Repeat all of the records verbatim.
━━━━━━━━━━
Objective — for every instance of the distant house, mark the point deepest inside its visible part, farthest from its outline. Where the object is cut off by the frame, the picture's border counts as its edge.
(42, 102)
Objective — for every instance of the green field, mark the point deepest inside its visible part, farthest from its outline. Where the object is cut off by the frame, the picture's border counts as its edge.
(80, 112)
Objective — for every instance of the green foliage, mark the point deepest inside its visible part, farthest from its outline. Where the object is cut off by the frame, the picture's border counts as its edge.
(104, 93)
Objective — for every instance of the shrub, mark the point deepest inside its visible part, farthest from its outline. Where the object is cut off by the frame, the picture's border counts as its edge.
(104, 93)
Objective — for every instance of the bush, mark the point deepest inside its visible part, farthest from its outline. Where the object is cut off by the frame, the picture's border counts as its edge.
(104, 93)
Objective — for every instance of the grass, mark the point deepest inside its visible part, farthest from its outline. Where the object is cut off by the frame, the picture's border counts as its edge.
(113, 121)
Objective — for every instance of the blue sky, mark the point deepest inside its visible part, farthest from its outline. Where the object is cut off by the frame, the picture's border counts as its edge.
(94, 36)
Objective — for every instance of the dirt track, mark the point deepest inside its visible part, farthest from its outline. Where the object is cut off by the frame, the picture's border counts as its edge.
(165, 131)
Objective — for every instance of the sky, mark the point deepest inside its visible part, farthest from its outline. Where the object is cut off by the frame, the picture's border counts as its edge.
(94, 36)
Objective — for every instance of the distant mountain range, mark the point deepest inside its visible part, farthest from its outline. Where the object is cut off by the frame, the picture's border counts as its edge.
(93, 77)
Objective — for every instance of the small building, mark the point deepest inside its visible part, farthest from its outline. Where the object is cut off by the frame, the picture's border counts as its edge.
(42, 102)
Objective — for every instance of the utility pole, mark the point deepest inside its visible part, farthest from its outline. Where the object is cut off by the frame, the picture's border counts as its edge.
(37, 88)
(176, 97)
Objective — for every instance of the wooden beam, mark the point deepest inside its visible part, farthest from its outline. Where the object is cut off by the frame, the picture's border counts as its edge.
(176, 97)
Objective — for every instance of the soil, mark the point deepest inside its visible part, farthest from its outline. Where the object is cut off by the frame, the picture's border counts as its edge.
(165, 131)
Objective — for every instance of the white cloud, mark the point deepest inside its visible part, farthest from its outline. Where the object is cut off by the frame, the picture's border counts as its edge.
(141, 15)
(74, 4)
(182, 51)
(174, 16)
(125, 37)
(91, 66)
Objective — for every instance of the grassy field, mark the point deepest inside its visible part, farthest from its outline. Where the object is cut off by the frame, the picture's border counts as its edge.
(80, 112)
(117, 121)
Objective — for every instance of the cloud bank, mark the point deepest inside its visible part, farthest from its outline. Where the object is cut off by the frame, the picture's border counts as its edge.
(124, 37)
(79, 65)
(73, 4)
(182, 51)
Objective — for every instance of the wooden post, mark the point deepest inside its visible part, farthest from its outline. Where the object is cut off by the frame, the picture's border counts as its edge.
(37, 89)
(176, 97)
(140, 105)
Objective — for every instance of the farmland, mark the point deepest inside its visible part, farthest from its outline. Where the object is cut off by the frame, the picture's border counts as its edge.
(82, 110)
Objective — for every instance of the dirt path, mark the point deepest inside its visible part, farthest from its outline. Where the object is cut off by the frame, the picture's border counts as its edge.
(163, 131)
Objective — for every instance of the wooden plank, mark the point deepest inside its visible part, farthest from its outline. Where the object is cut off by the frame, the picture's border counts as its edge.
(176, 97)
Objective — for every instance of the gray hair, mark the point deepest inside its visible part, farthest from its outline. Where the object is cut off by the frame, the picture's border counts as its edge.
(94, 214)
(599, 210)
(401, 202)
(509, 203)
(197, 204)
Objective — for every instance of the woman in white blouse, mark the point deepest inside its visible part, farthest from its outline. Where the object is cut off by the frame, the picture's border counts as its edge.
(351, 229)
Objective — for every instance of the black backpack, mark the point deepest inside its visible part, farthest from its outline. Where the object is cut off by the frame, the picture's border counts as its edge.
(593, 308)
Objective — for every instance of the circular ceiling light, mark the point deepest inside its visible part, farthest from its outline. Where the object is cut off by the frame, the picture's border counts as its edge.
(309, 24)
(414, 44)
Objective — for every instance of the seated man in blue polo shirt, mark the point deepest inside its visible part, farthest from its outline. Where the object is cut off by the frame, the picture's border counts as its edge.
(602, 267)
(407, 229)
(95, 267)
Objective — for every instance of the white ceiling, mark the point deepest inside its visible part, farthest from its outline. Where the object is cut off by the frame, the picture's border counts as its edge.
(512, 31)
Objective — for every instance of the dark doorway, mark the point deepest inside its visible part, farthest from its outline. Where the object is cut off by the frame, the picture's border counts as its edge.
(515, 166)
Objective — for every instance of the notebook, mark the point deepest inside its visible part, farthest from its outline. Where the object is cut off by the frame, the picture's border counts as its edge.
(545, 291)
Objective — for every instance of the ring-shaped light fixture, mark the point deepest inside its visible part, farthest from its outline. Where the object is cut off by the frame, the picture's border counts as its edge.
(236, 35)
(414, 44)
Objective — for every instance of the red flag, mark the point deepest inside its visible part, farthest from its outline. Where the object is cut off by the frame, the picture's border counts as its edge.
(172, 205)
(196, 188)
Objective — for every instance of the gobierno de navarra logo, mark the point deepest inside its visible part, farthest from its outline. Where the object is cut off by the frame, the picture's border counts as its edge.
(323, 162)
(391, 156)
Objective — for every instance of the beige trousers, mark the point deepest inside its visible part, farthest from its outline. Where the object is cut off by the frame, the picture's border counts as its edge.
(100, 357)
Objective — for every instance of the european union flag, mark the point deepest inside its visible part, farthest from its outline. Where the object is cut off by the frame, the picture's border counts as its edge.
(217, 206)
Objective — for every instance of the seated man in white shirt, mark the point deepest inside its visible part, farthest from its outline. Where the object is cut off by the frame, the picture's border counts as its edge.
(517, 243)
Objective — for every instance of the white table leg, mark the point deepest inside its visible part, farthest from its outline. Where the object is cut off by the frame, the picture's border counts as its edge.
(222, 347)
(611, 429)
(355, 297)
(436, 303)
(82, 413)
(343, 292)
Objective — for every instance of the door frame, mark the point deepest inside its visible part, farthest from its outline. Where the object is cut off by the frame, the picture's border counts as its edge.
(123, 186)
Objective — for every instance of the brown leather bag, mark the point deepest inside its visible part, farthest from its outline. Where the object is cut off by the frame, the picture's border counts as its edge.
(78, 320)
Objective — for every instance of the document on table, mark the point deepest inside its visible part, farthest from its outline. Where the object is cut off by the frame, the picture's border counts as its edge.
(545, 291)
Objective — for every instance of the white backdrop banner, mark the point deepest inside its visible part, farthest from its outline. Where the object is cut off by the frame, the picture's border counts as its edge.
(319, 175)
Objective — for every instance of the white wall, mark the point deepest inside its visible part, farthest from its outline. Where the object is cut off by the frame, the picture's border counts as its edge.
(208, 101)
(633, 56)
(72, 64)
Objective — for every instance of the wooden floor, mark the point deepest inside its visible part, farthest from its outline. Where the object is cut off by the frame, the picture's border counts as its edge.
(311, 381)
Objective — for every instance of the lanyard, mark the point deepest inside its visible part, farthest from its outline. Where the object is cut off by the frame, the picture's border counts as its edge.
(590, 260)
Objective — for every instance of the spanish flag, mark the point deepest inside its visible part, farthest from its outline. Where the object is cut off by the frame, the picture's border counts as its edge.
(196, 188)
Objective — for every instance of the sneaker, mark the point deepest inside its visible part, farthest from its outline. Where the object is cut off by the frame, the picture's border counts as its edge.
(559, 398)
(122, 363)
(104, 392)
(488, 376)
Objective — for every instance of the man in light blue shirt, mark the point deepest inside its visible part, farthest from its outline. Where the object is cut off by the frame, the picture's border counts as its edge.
━━━━━━━━━━
=== Full output ===
Objective — for every instance of the distant house, mark the point deepest inside its visible part, farthest from its outline. Where the object is cut off by the frame, the picture's border counts as its edge.
(42, 102)
Objective — for every instance of the green field, mark the point deepest inside its visible part, farthest from its outline. Where the object is cut off by the frame, the picture's border counts as its edge.
(80, 112)
Objective — for every instance of the green foliage, mark the point deepest inside its visible part, farthest from its outline. Where the object is cut off by the frame, the picture's border counts as its edge.
(104, 93)
Objective — for every instance of the shrub, mark the point deepest inside its visible part, farthest from its outline. Where the object is cut off by the frame, the picture's border counts as its edge.
(104, 93)
Objective — for every instance of the bush, mark the point deepest inside its visible part, farthest from its outline. Where the object is cut off by the frame, the picture's border counts as its edge.
(104, 93)
Objective — for every instance of the grass, mark the point deepest inside its visible part, farthest from its outline. Where the object is cut off by the frame, the picture's border counts as its edge.
(113, 121)
Objective — for every instance of the blue sky, mark the point deepest inside its visible part, farthest from its outline. Where the object is cut off by the frame, the picture's border counts as its edge.
(94, 36)
Objective — for every instance of the dirt track, mark the point deepest inside its visible part, farthest from its outline. Where the object is cut off by the frame, the picture's border counts as its edge.
(165, 131)
Objective — for every instance of the sky, mark the point deepest inside its visible part, farthest from its outline. Where the object is cut off by the frame, the picture's border counts as its edge.
(94, 36)
Objective — for every instance of the distant mountain range, mark the point deepest inside its visible part, farthest from its outline. Where the object is cut off by the frame, the picture's border counts as its edge.
(93, 77)
Objective — for every instance of the small building, mark the point deepest inside its visible part, farthest from its outline. Where the object is cut off by the frame, the picture's border counts as its edge.
(42, 102)
Objective — for every instance of the utility pole, mark the point deepest inside its visible part, farthest from its outline. Where the object is cut off by the frame, the picture's border counts as its edge.
(37, 88)
(176, 97)
Objective — for every instance of the wooden beam, mark the point deepest inside its visible part, farthest from its outline. Where the object is cut off by the frame, the picture's border counts as its edge.
(176, 97)
Objective — for every instance of the soil, mark the point deepest inside its visible part, farthest from its outline. Where the object is cut off by the frame, the picture's border counts as its edge.
(165, 131)
Objective — for every instance of the white cloud, mark the point deepest inside its visible part, farthest from its outline. Where the object is cut off by the frame, the picture's border counts as its edge.
(141, 15)
(74, 4)
(182, 51)
(174, 16)
(125, 37)
(91, 66)
Objective — for every instance of the grassy field, mark the point deepest inside its visible part, farthest from its outline. Where the object is cut off by the frame, the picture's border counts as its edge.
(80, 112)
(117, 121)
Objective — for every instance of the cloud bank, mark the point deepest inside its visible part, farthest from its outline. Where the object is cut off by the frame, the picture's border counts as its edge.
(124, 37)
(79, 65)
(73, 4)
(182, 51)
Objective — for every instance of the wooden post, mark the point deepest inside its visible part, farthest from its outline. Where the object is cut off by the frame, the picture's border counts as its edge.
(37, 89)
(176, 97)
(140, 105)
Objective — for every instance of the farmland, mark the point deepest inside its visible part, farthest from its outline. Where the object is cut off by the frame, the picture's border counts as its edge.
(82, 110)
Objective — for every instance of the dirt path, mark the point deepest inside its visible part, farthest from its outline. Where the object is cut off by the frame, the picture's border counts as its edge.
(163, 131)
Objective — for every instance of the wooden plank, mark the point deepest inside its visible part, farthest from its outline. Where the object is cut off by the frame, the picture's border counts as its edge.
(176, 97)
Objective — for every instance of the gray hair, mark the point deepest inside its visible part, farthest from its outline. Where the object is cut off by the frame, the picture's border counts as its edge.
(94, 214)
(599, 210)
(401, 202)
(509, 203)
(197, 204)
Objective — for every instance of the woman in white blouse, mark the point deepest inside its visible part, farthest from its outline. Where the object is cut off by the frame, the picture's border counts as its edge.
(351, 229)
Objective — for every instance of the black backpack, mark the point deepest inside its visible part, farthest from its outline. Where the object is cut off by the frame, the picture's border counts as its edge.
(593, 308)
Objective — for every instance of the circular ceiling light, mark the point deepest inside its visible part, farthest from its outline. Where the object is cut off by the frame, the picture's border counts as its edge.
(309, 24)
(414, 44)
Objective — for every instance of the seated man in blue polo shirt, mark the point deepest inside its visible part, farthest from its outline. Where the object is cut off by the frame, the picture's border counts as its edge.
(602, 267)
(407, 229)
(95, 267)
Objective — for every instance of the white ceiling, mark the point deepest inside its visible part, farthest from its outline. Where the object is cut off by the frame, the picture's border counts as its edge.
(512, 31)
Objective — for every instance of the dark doorway, mark the point deepest inside its visible part, farthest from its outline. Where the object is cut off by the frame, the picture's border counts as its edge.
(515, 166)
Objective — for every instance of the notebook, mark the point deepest inside its visible part, farthest from its outline. Where the object is cut off by the frame, the picture's border counts as its edge.
(545, 291)
Objective — for every instance of the ring-shaped light fixture, mark the point deepest inside its visible part, farthest from its outline. Where the object is cut off by the frame, the picture's border counts as its edge.
(236, 35)
(414, 44)
Objective — for every instance of the red flag, mark the point deepest inside its visible part, farthest from its outline. Where the object is cut off by the frame, the picture's border counts as its edge.
(172, 205)
(196, 188)
Objective — for every instance of the gobierno de navarra logo, mark the point deepest inside its visible part, farthest from its outline. Where the object is cut off by the frame, the picture's border counts as its edge.
(323, 162)
(391, 156)
Objective — for every instance of the beige trousers, mark the point deepest inside its visible part, farthest from its outline. Where the object is cut off by the frame, the picture's border counts as its edge.
(100, 357)
Objective — for every instance of the european union flag, mark the point deepest inside its visible part, farthest from its outline. Where the object is cut off by the frame, the picture's border counts as its edge.
(217, 206)
Objective — for every instance of the seated man in white shirt, mark the point deepest inside its visible part, farthest from its outline. Where the object is cut off by the frame, the picture's border counts as its edge.
(517, 243)
Objective — for every instance of the white table leg, mark the point deepest inside its visible part, farthest from its outline. Where the object is cut off by the frame, the picture's border counts as its edge.
(222, 347)
(611, 429)
(355, 297)
(436, 303)
(82, 413)
(343, 292)
Objective — for every instance of the door frame, mark the point deepest inside its visible part, farthest from its outline. Where the object is cut off by the frame, the picture's border counts as its edge.
(123, 186)
Objective — for every instance of the brown leather bag, mark the point deepest inside its visible part, farthest from its outline. Where the object is cut off by the frame, the picture's border counts as its edge.
(78, 320)
Objective — for every instance of the document on table, mark the point deepest inside its visible part, farthest from its outline. Where the object is cut off by the frame, the picture's border counts as its edge.
(545, 291)
Objective — for every instance of the white backdrop banner, mark the point deepest inside its visible part, farthest from its outline. Where the object is cut off by the frame, the picture's border counts as its edge.
(319, 175)
Objective — for every instance of the white wall, mark the point deepest inside its visible part, farthest from its outline. Where the object is cut off by the frame, the picture's border counts as its edge.
(208, 101)
(633, 56)
(72, 64)
Objective — for every instance of the wooden floor, mark the point deepest inside its visible part, farthest from its outline. Where the object is cut off by the frame, the picture's border counts as its edge.
(311, 381)
Objective — for every instance of the lanyard, mark the point deepest inside its visible part, farthest from its outline. Where the object is cut off by the frame, the picture's border counts as its edge.
(590, 260)
Objective — for every instance of the spanish flag, mark the point deepest inside its visible part, farthest from its outline. Where the object is cut off by the frame, the picture's border counts as its edge.
(196, 188)
Objective — for every instance of the sneaker, mark the point deepest inside its visible part, farthest from its outline. Where the object is cut off by the frame, the picture's border counts as its edge.
(559, 398)
(122, 363)
(104, 392)
(488, 376)
Objective — for every instance of the man in light blue shirt, mark the point deepest inside its visible part, farthest from its outline. Where the object is cut off by the frame, the picture's border counts as its edge.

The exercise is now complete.